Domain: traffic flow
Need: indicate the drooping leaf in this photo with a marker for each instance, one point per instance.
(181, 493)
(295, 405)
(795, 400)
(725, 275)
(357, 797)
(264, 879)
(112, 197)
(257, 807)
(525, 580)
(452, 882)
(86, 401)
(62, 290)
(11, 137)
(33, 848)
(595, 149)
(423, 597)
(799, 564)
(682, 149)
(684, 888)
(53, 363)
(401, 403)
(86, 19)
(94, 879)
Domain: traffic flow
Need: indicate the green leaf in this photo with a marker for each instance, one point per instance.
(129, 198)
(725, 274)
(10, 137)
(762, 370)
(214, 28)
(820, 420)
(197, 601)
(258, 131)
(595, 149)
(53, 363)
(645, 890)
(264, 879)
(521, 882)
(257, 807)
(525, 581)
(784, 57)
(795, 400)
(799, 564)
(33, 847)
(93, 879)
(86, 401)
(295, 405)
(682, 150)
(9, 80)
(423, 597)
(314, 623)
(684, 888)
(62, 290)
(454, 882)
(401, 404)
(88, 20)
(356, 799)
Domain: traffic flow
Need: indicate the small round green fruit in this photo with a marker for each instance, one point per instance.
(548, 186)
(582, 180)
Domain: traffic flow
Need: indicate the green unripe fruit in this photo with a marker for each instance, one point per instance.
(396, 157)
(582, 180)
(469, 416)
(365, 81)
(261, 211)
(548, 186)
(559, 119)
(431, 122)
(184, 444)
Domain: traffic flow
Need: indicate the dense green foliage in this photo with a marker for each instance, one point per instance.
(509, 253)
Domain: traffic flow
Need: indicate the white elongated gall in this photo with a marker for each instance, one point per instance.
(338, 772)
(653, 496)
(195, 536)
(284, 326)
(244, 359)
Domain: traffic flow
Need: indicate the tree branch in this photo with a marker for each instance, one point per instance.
****************
*WHAT TO DO*:
Give back every entry exactly, with nothing left out.

*RESPONSE TO THE EXERCISE*:
Domain: traffic flow
Need: indicate the drooping leaf in this photo with a marker for each instance, one point per instance.
(181, 493)
(295, 405)
(795, 400)
(725, 275)
(357, 797)
(264, 879)
(112, 197)
(257, 807)
(525, 580)
(452, 882)
(86, 401)
(62, 290)
(11, 137)
(33, 848)
(595, 149)
(423, 597)
(799, 564)
(682, 149)
(684, 888)
(53, 363)
(401, 403)
(86, 19)
(94, 879)
Domain: traffic flow
Need: indicate the green leaf in this photo with a marker for each instance, one point per instance.
(129, 198)
(725, 274)
(10, 137)
(762, 370)
(214, 28)
(820, 420)
(197, 601)
(258, 131)
(595, 149)
(53, 363)
(645, 890)
(264, 879)
(521, 882)
(257, 807)
(525, 581)
(784, 57)
(795, 400)
(799, 564)
(33, 847)
(93, 879)
(86, 401)
(295, 405)
(682, 150)
(9, 80)
(423, 597)
(314, 623)
(684, 888)
(62, 290)
(454, 882)
(401, 404)
(88, 20)
(356, 799)
Domain: traffic flow
Need: indicate the small round green fruit in this photo with a marker for each instance, one point per instance.
(548, 186)
(582, 180)
Domain: traffic flow
Need: indicate the green unripe fruit in this photo with a marker for each instance, one point per instance.
(396, 157)
(582, 180)
(469, 416)
(365, 81)
(261, 211)
(548, 186)
(559, 119)
(431, 122)
(184, 444)
Domain: traffic flow
Need: indicate the dense green foliage in this photo with a marker for each instance, one point per instance.
(509, 253)
Domain: traffic flow
Need: indicate the white elongated gall in this photo with a marker for each instance, one point per instance.
(338, 772)
(653, 496)
(195, 536)
(284, 326)
(244, 359)
Domain: traffic flow
Need: indicate the tree branch in this photo with a marker for each instance, one point per instance.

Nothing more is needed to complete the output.